- **Aufgabe 1**
Fasse den Absatz des Textauszugs, der mit „Konflikt Nr. 2 betrifft“ beginnt, als kurze Stichpunktliste zusammen. Die wesentlichen Fakten müssen erhalten bleiben.
- **Aufgabe 2**
Nenne alle Bevölkerungsgruppen, die im Textauszug vorkommen.
----- Textauszug
Die Rolle der Minderheiten während des Osmanischen Reichs sei hier ausgeklammert, da diese zwar zu den historischen Ursachen der multiethnischen Gesellschaft, jedoch nicht zu den Variablen der aktuellen politischen Situation zählt.
Konflikt Nr. 2 betrifft die Gegensätze und unterschiedlichen Ideologien des kemalistischen Nationalstaats und des sunnitischen Islam als gelebte Religion der Bevölkerungsmehrheit und des Anspruchs des Islam als universale Moral und Lebensphilosophie. Dieser Konflikt wurde durch Politik und Gesetzgebung der AKP-Regierungen abgeschwächt und die Interessen der Muslime in Staat und Gesellschaft legalisiert. Dennoch bleibt zum einen der Verfassungsgrundsatz der Republik Türkei als demokratischer, laizistischer Staat, welcher dem Islam als „Staatsreligion“ einen Riegel vorschiebt, zum anderen die Interessen und der Widerstand der nun benachteiligten Kemalisten und des westlich orientierten liberal-fortschrittlichen Bildungsbürgertums. Dabei entstehen Wechselwirkungen und Schnittmengen mit Konflikt Nr. 1.
----------
----- Einträge
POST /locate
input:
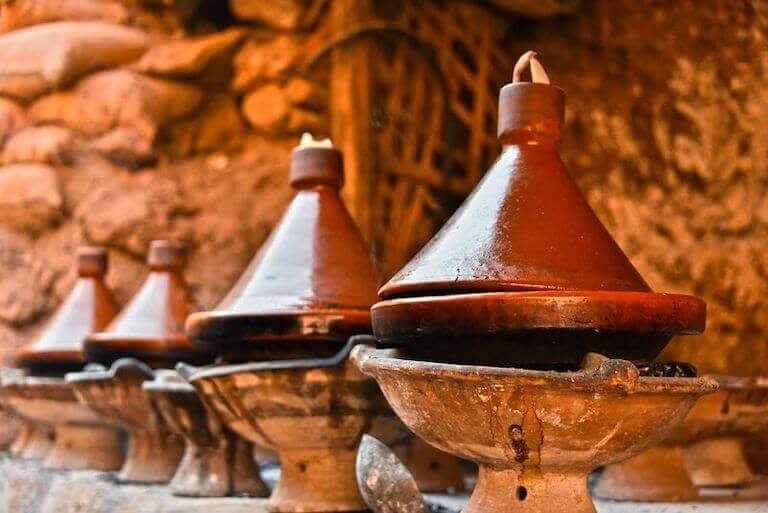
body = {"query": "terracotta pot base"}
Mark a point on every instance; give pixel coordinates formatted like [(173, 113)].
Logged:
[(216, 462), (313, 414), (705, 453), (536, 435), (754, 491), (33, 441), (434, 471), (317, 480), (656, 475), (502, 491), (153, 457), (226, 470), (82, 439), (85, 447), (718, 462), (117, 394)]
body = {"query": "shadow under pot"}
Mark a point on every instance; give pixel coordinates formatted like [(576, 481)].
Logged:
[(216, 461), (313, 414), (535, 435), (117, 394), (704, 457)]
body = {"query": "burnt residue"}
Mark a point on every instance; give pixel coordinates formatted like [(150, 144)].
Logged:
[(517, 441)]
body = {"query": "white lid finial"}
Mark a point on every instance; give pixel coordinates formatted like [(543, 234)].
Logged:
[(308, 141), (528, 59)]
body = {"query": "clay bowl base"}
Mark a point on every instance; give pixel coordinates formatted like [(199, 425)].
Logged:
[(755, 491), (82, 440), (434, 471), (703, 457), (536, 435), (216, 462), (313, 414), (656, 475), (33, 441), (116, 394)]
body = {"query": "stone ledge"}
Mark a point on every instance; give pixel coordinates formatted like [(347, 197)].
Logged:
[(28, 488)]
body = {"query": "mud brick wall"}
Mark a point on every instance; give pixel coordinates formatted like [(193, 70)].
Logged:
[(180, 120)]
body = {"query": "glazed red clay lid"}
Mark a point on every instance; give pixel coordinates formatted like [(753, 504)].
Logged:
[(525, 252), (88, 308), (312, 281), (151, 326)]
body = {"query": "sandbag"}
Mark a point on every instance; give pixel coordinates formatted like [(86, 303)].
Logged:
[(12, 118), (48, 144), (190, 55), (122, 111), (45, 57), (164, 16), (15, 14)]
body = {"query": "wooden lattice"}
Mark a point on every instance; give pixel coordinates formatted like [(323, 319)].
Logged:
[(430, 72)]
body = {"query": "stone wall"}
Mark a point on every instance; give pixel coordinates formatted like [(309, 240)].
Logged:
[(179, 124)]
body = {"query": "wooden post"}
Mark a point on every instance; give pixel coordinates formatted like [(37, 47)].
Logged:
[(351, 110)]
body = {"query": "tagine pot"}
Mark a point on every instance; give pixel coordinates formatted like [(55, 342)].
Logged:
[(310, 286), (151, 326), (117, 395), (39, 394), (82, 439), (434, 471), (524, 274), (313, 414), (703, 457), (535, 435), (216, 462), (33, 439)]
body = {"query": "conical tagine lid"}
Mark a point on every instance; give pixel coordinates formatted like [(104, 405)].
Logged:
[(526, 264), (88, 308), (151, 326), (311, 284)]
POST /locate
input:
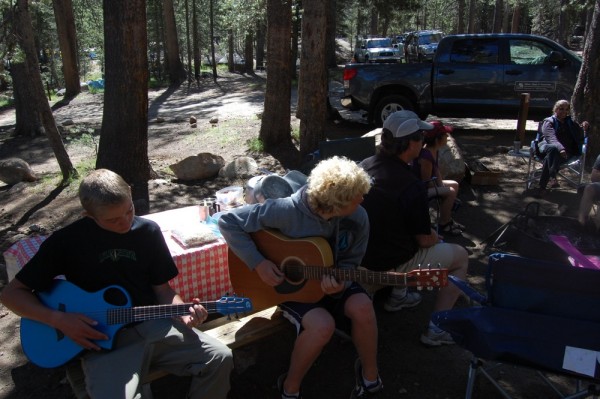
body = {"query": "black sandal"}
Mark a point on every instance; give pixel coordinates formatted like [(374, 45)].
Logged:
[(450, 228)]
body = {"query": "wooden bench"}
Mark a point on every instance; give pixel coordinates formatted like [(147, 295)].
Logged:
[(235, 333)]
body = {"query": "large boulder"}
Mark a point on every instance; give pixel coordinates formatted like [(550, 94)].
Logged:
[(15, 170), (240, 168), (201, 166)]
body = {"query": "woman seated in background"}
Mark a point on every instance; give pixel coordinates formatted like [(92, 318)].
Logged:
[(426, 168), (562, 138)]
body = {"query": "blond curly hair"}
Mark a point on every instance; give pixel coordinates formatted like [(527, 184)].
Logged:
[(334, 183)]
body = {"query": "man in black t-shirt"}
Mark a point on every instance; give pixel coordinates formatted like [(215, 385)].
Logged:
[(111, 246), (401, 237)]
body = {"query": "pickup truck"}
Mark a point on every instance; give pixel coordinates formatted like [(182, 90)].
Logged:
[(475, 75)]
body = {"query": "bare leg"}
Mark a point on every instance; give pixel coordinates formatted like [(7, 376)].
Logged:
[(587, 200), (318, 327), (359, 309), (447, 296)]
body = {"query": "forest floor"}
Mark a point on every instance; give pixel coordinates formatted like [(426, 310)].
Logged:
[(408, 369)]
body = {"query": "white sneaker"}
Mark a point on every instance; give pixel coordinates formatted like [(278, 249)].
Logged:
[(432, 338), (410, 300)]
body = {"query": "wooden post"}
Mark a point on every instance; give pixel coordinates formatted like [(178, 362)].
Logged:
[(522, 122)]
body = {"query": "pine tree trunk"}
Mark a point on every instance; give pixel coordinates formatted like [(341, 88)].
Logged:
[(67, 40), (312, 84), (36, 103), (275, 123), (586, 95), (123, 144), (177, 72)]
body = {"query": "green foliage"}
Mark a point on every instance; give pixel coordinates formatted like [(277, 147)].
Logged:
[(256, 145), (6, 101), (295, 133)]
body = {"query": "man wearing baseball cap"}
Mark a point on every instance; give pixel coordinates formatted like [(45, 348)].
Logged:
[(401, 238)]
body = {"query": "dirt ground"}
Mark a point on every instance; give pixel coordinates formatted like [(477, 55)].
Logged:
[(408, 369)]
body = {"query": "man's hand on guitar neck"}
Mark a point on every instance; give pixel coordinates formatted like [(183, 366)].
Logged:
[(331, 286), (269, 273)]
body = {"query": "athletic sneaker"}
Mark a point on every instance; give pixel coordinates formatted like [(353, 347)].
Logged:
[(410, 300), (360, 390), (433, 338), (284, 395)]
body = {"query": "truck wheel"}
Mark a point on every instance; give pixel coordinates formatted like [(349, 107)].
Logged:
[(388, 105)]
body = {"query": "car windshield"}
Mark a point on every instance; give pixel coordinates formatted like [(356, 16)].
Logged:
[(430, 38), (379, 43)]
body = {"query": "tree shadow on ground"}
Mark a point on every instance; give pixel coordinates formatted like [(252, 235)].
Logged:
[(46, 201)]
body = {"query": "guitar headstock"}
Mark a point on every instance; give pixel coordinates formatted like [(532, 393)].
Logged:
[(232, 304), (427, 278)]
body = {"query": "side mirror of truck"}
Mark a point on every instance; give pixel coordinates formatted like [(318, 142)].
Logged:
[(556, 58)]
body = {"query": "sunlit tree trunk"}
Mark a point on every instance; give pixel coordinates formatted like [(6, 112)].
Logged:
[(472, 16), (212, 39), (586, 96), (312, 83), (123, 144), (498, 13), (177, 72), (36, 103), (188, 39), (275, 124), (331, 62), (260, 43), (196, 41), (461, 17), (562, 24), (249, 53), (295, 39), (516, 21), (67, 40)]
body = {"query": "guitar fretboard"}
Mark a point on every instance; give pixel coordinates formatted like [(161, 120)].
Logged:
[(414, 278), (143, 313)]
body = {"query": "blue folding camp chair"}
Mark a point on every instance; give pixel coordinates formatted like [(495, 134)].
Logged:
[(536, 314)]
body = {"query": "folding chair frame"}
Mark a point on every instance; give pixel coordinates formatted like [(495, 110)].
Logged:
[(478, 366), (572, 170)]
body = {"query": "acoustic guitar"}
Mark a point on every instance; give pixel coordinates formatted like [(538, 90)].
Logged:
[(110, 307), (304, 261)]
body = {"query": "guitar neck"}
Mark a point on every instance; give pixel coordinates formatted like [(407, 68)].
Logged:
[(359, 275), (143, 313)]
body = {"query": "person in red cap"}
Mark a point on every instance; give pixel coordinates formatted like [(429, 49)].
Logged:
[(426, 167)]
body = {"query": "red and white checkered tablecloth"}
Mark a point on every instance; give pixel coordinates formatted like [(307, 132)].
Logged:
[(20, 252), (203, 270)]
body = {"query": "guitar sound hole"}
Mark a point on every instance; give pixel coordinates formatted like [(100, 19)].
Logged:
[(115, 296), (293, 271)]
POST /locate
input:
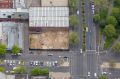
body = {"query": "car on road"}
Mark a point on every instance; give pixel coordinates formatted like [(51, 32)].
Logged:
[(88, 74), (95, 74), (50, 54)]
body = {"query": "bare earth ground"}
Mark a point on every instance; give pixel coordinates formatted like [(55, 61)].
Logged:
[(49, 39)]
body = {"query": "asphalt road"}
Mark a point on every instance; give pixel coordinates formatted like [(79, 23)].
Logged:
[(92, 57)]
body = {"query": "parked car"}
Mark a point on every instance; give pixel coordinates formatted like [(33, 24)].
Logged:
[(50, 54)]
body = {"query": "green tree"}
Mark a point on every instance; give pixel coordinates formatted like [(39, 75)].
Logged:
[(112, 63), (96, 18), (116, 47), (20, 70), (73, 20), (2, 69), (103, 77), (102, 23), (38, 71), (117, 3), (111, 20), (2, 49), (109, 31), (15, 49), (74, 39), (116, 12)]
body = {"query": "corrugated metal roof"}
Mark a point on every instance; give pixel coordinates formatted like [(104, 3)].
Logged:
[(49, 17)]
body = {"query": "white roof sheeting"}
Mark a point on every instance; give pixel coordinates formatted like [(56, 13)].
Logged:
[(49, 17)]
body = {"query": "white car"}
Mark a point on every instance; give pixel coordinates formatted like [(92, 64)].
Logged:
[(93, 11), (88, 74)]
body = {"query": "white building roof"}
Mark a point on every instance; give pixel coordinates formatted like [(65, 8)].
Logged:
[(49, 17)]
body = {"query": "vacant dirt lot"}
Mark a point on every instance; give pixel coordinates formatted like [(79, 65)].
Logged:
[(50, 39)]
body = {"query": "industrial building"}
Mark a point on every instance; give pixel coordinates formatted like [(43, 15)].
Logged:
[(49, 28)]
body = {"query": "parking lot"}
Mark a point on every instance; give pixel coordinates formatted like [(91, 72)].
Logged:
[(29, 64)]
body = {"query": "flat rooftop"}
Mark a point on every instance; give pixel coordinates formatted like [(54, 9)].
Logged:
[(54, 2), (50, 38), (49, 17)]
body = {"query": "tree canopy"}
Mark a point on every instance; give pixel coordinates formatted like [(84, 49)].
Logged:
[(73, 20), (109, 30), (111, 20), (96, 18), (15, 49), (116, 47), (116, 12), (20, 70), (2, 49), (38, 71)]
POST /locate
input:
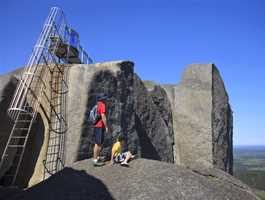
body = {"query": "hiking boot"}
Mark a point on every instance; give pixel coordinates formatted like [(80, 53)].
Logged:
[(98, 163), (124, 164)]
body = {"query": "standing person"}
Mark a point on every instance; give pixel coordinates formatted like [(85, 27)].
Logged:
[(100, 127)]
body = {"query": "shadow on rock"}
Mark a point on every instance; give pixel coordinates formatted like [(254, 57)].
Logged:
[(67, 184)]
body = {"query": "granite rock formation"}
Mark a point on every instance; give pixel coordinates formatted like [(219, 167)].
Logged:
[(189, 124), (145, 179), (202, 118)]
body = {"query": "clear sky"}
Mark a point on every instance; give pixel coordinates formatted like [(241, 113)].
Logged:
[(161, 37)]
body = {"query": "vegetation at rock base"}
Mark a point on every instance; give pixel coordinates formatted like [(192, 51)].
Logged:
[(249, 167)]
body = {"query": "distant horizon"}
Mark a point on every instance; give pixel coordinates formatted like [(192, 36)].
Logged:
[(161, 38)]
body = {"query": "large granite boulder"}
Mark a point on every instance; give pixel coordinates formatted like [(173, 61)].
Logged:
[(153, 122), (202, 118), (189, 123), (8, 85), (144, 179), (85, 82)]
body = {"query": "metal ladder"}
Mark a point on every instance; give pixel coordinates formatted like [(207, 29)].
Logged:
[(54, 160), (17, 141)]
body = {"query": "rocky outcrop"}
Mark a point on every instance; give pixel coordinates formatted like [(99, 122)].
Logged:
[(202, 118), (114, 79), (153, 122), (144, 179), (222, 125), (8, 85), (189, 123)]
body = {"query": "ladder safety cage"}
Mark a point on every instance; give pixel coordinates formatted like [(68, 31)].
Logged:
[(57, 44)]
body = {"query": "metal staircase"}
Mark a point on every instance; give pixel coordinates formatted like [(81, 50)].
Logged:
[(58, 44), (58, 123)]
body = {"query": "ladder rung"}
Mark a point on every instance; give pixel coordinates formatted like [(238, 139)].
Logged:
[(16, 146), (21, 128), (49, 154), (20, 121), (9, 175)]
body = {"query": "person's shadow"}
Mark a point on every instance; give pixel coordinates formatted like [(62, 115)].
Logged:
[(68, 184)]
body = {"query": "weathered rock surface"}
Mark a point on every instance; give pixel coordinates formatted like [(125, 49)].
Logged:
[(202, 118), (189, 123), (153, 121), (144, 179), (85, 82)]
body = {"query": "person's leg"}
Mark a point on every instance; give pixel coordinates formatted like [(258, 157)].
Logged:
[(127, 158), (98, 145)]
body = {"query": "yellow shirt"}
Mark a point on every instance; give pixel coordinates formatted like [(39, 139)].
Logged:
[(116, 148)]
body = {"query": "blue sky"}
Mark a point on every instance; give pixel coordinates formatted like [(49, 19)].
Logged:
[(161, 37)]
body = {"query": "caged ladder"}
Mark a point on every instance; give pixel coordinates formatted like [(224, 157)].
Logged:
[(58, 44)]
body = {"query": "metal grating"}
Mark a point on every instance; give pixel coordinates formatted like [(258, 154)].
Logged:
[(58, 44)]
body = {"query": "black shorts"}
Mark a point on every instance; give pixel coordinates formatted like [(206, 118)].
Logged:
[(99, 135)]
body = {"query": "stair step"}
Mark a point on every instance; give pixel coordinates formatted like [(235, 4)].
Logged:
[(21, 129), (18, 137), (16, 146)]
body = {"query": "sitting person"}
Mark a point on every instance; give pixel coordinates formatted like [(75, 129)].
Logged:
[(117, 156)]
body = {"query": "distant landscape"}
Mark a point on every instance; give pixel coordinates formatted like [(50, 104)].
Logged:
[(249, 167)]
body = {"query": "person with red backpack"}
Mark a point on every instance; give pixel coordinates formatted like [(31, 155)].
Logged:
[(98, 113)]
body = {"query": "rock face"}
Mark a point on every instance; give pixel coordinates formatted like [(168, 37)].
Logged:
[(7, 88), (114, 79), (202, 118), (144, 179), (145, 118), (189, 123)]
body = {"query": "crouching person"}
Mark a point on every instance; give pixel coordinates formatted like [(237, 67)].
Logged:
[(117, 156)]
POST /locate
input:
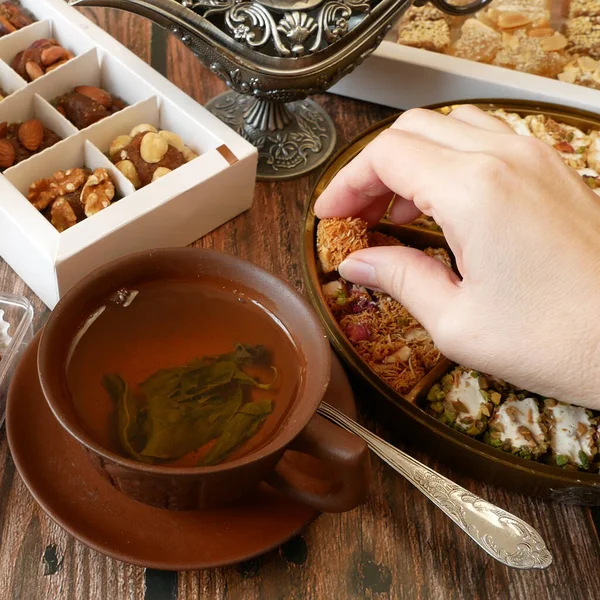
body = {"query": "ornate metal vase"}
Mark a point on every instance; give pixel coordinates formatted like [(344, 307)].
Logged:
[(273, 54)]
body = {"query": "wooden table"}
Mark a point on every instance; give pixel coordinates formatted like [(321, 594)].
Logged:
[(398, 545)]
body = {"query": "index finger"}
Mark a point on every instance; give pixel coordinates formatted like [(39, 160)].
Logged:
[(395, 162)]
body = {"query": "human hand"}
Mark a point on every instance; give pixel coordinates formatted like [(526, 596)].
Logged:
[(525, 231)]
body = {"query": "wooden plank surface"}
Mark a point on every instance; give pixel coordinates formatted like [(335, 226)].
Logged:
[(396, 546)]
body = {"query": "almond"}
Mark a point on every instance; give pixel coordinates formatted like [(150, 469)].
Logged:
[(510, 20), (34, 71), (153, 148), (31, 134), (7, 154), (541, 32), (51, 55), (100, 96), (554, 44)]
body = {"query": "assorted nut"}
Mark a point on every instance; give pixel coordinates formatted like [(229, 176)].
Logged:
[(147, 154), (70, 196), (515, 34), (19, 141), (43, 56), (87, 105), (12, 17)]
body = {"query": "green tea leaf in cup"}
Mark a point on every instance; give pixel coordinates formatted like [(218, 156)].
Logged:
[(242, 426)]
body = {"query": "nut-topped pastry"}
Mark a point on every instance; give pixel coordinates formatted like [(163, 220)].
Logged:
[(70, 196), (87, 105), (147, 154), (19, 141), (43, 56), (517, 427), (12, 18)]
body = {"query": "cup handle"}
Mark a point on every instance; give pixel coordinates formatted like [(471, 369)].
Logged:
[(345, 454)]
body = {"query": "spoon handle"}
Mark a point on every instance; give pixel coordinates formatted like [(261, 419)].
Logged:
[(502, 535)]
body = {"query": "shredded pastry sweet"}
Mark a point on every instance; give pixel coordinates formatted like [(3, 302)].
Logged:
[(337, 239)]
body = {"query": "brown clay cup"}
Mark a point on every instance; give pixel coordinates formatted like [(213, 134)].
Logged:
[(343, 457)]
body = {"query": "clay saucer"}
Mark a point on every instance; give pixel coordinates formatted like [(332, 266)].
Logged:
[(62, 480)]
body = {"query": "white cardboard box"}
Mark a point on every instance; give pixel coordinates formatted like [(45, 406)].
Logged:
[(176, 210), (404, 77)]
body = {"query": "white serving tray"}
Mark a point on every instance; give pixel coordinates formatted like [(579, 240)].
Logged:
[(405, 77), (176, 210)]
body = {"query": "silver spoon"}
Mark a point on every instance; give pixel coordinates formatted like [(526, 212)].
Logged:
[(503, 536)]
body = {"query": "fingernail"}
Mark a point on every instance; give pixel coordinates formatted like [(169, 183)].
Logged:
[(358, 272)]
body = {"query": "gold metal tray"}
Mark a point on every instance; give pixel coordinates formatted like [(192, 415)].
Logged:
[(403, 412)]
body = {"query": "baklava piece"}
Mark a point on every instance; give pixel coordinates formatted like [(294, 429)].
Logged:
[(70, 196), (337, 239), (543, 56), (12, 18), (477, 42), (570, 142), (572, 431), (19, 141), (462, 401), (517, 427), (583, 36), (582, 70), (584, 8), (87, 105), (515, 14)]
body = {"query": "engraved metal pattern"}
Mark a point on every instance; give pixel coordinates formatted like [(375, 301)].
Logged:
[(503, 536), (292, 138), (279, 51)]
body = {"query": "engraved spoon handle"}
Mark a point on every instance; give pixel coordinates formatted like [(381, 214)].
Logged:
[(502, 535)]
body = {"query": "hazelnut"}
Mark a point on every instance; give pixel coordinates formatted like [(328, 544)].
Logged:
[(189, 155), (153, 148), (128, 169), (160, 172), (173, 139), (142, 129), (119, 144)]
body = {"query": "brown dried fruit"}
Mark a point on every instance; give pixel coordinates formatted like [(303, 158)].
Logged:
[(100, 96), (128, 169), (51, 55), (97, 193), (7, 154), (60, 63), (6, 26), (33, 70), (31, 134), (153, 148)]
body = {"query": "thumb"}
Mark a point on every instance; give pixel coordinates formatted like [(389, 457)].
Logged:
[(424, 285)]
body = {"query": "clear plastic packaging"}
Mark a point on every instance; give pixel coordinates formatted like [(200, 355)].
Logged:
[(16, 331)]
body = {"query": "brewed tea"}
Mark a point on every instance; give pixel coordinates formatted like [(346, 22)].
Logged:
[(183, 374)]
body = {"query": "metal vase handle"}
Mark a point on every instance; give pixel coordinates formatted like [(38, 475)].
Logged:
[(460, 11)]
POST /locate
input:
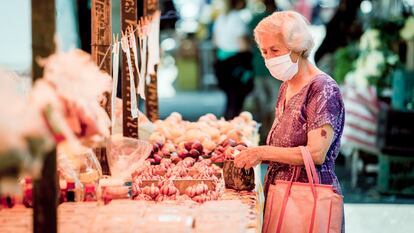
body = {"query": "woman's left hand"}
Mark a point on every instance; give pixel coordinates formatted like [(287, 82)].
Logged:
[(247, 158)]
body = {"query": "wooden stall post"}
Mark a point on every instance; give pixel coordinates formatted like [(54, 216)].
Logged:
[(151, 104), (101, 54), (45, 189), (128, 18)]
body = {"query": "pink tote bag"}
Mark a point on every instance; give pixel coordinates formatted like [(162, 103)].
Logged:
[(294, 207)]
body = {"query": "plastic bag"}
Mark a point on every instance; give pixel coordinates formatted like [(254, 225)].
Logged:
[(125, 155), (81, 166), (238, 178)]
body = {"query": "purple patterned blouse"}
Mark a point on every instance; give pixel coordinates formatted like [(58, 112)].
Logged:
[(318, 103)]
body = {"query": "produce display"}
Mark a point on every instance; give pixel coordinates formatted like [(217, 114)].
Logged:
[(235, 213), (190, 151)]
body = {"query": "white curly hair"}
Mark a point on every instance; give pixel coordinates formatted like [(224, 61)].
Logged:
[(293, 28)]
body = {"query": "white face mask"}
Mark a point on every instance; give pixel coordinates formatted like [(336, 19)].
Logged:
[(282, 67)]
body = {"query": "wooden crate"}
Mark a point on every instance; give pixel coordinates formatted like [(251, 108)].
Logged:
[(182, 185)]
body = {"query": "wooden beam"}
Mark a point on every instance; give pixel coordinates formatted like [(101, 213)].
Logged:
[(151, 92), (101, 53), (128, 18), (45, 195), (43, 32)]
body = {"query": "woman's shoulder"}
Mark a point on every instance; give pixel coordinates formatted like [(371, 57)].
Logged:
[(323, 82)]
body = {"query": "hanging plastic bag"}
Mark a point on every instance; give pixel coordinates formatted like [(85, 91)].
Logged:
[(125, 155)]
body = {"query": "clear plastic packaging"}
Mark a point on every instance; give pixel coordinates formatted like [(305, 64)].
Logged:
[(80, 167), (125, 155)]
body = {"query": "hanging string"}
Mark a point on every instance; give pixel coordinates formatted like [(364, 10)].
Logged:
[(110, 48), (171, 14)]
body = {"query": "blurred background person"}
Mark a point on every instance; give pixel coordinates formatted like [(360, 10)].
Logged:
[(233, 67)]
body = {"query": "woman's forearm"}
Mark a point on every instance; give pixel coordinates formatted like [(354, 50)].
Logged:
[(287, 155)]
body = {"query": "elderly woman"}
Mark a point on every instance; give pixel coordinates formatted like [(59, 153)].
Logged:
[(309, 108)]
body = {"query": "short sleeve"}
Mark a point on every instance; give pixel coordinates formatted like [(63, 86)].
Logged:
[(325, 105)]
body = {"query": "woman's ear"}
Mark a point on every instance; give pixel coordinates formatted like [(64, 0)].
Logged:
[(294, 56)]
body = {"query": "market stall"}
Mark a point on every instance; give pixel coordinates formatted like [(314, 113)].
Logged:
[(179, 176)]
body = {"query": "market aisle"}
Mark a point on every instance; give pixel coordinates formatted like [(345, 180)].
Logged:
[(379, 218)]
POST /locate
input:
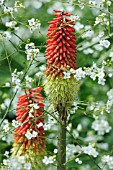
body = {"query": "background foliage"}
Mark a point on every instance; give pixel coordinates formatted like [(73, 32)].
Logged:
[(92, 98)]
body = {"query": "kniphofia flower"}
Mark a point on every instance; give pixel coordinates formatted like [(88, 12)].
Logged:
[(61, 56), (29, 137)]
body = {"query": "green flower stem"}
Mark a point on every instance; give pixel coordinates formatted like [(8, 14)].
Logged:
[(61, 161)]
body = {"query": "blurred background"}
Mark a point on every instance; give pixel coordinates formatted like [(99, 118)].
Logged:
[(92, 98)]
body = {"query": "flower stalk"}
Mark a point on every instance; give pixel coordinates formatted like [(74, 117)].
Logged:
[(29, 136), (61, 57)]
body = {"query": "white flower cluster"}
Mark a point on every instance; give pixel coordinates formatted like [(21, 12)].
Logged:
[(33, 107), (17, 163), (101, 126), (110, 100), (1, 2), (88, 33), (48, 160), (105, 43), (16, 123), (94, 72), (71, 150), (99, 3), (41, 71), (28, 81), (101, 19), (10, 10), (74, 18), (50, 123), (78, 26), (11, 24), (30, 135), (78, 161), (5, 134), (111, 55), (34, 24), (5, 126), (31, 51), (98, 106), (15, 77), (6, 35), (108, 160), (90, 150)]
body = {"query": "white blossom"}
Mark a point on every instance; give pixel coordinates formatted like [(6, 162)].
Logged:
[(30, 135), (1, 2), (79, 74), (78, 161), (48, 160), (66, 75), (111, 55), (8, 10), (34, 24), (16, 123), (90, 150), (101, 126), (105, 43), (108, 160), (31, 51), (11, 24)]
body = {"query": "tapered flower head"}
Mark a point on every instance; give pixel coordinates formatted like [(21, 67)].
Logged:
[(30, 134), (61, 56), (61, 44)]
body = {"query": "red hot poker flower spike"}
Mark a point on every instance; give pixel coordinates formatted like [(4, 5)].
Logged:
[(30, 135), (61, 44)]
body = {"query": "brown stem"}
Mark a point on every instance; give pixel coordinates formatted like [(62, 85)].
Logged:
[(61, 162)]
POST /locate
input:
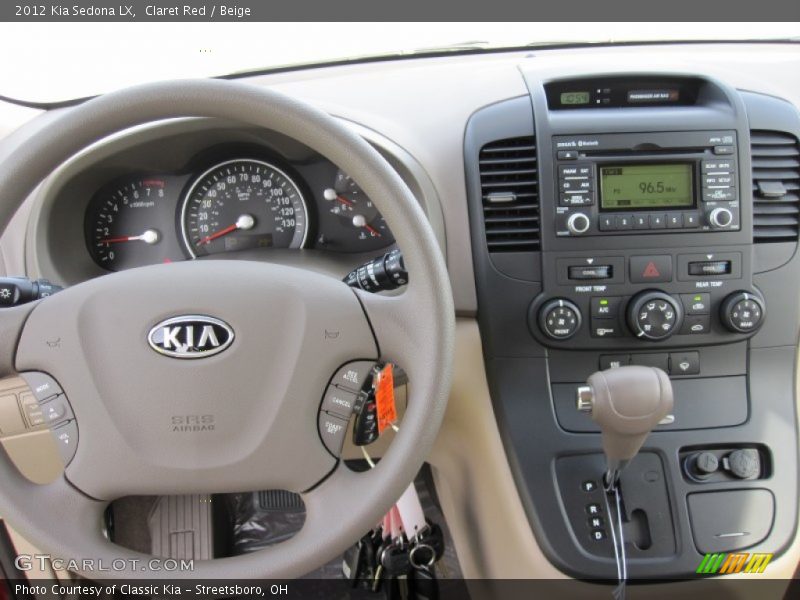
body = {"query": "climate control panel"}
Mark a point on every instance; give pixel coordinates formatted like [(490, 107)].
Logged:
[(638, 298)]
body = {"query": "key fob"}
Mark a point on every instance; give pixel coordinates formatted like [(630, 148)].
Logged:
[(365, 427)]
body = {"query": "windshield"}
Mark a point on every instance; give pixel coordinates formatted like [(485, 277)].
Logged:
----------
- **Lösung 1**
- Konflikt Nr. 2: Gegensatz zwischen der Ideologie des kemalistischen Nationalstaats und dem sunnitischen Islam als gelebter Religion der Bevölkerungsmehrheit sowie als universaler Moral und Lebensphilosophie
- Politik und Gesetzgebung der AKP-Regierungen haben den Konflikt abgeschwächt und die Interessen der Muslime in Staat und Gesellschaft legalisiert.
- Bestehen bleibt der Verfassungsgrundsatz der Türkei als demokratischer, laizistischer Staat, der den Islam als „Staatsreligion“ ausschließt.
- Bestehen bleiben auch die Interessen und der Widerstand der nun benachteiligten Kemalisten und des westlich orientierten, liberal-fortschrittlichen Bildungsbürgertums.
- Es gibt Wechselwirkungen und Schnittmengen mit Konflikt Nr. 1.

- **Lösung 2**
- Minderheiten (während des Osmanischen Reichs)
- die sunnitische Bevölkerungsmehrheit
- Muslime
- Kemalisten
- das westlich orientierte, liberal-fortschrittliche Bildungsbürgertum